WRITTEN REQUEST 1: Reproduce word for word the section of the Frank O'Donovan biography below that opens with the words "Frank O'Donovan (10" and closes with "soap, The Riordans.".

SOURCE TEXT:

_ _ _

Frank O'Donovan (10 October 1900 – 28 June 1974) was an Irish actor, singer and songwriter. He is best remembered for playing the character of Batty Brennan for 10 years in Ireland's first TV soap, The Riordans.

Personal life
He was born in Dublin, Ireland to a family interested in amateur dramatics, which included his brother Harry O'Donovan. In the 1940s he set up his own acting company and for years toured Ireland and England with the "Frank O'Donovan Show" or the "Dublin Follies".

While on the road he composed and sang songs. In 1940 he recorded "The Road by the River" which was later covered by many singers in Ireland, including Margo O'Donnell who had a hit with it in 1968, and T.R. Dallas. His song "On the One Road" was adopted by the Irish Army as its official song in 1943. Other popular evergreens composed by him were "Sitting on the bridge below the town" and "Little White Cross".

_ _ _

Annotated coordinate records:
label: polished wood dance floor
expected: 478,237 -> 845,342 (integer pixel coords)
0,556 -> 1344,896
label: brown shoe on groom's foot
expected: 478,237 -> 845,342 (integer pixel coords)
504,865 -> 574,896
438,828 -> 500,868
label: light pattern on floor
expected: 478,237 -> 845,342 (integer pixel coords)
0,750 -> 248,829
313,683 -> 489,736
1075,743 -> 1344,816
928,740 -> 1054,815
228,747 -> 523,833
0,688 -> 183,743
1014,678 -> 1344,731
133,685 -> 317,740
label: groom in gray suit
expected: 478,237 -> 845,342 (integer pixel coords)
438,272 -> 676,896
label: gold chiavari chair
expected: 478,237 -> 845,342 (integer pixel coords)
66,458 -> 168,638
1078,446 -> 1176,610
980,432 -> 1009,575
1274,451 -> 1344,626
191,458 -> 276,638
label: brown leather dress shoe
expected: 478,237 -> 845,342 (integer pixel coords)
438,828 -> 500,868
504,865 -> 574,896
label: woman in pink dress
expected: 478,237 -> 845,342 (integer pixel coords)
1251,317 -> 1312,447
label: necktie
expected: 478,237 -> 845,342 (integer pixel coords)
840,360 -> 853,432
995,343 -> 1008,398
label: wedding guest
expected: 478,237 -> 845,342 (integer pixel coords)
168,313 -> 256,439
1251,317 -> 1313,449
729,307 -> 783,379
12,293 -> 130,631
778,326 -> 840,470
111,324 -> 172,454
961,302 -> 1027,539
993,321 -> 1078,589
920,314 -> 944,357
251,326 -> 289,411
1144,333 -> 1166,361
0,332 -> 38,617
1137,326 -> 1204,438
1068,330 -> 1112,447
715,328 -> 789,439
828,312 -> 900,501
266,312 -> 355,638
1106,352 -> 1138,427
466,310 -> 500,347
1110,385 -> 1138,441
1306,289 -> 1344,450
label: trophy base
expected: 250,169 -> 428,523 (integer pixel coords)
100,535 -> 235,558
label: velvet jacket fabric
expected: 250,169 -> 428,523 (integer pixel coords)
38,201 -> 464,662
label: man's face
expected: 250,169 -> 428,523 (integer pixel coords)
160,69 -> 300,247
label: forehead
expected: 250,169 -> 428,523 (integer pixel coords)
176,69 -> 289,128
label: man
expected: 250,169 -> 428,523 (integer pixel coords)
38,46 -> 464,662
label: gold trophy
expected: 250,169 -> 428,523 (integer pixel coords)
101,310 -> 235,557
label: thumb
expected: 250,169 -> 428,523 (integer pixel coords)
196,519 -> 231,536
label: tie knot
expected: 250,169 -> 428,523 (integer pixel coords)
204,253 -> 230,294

_ _ _

WRITTEN REQUEST 2: Turn the lines of the records above, from the line containing "label: man's face" through the line containing "196,519 -> 231,536", both included, into a numbered list that skips blank lines.

FULL ANSWER 1:
Frank O'Donovan (10 October 1900 – 28 June 1974) was an Irish actor, singer and songwriter. He is best remembered for playing the character of Batty Brennan for 10 years in Ireland's first TV soap, The Riordans.

FULL ANSWER 2:
1. label: man's face
2. expected: 250,169 -> 428,523 (integer pixel coords)
3. 160,69 -> 300,247
4. label: forehead
5. expected: 250,169 -> 428,523 (integer pixel coords)
6. 176,69 -> 289,128
7. label: man
8. expected: 250,169 -> 428,523 (integer pixel coords)
9. 38,46 -> 464,662
10. label: gold trophy
11. expected: 250,169 -> 428,523 (integer pixel coords)
12. 101,310 -> 235,557
13. label: thumb
14. expected: 250,169 -> 428,523 (integer pixel coords)
15. 196,519 -> 231,536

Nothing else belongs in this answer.